Repeat every one of the lines below word for word.

#### TASK INPUTS

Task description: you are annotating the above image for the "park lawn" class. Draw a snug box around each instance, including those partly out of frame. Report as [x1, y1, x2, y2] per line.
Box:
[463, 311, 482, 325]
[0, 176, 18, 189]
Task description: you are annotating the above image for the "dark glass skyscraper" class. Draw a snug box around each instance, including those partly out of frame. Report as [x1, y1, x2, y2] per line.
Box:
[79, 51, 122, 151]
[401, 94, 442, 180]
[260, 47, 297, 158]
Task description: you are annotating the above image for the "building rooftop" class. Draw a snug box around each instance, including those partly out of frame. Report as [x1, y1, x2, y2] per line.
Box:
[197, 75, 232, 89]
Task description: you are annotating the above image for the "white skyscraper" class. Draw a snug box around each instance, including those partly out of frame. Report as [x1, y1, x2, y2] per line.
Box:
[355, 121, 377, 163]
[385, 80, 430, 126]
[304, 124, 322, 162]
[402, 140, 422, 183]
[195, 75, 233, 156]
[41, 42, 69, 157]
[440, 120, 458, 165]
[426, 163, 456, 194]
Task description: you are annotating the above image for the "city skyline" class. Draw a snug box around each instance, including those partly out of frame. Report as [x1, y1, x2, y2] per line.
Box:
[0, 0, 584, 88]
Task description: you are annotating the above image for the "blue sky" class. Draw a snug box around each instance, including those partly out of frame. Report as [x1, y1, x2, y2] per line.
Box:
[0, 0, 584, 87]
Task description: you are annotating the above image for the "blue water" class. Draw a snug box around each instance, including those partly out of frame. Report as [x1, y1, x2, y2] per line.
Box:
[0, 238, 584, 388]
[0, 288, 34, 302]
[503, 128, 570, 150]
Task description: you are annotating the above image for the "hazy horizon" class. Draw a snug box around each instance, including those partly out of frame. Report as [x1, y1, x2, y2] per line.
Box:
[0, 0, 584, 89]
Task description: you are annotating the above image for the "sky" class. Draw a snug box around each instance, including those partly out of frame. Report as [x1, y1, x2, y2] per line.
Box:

########

EXERCISE RESPONSE:
Task description: you are annotating the above image for the "park lawn" class. Draw a snug box around each instance, including those partly out of frame. Report as [x1, y1, x2, y2] per line.
Box:
[463, 311, 482, 325]
[0, 176, 18, 189]
Task description: you are annotating the above image for the "dark glass skyscraper" class. Draw a snug box around each instance, including those partly out of frame. Report as [x1, y1, x2, y2] per line.
Box:
[79, 51, 122, 151]
[401, 94, 442, 180]
[260, 47, 297, 158]
Task description: you are annotating the above image for the "building rooftop" class. Draw a snug box around each instance, including those partly out of frame. Report as [x1, y1, x2, y2] per line.
Box:
[197, 75, 232, 89]
Task description: you are annotating the above image for the "white skyscraper" class. Draw a snug box around each instance, including those partly out of frame. Report as [x1, y1, x2, y2] per line.
Box:
[355, 121, 377, 163]
[385, 80, 430, 126]
[304, 124, 322, 162]
[402, 140, 422, 183]
[195, 75, 233, 156]
[41, 42, 69, 157]
[440, 120, 458, 165]
[426, 163, 456, 194]
Task description: you are annotating the above image for the "city skyline" class. Draw a snug box around each instance, including those partly out of frame. Report as [x1, y1, x2, y2] per line.
Box:
[0, 0, 584, 88]
Task description: you are annotating the above image for the "blue sky" class. Draw a snug box around each instance, including those partly out of frame. Report as [x1, y1, x2, y2] per line.
Box:
[0, 0, 584, 87]
Task description: you are annotating the above image for the "blue water" class. Draw a snug box around each instance, including those partly out of frame. Report as [x1, y1, x2, y2] per line.
Box:
[0, 238, 584, 388]
[0, 288, 34, 302]
[503, 128, 570, 150]
Task description: you are annotating the above image for the "hazy horizon" class. Draw a snug box around each instance, including those partly out of frame. Report as [x1, y1, x2, y2] per line.
Box:
[0, 0, 584, 89]
Task description: you are annotating the above image for the "sky" class. Draw a snug box around each instance, including those partly out of frame. Report as [x1, y1, x2, y2] per line.
Box:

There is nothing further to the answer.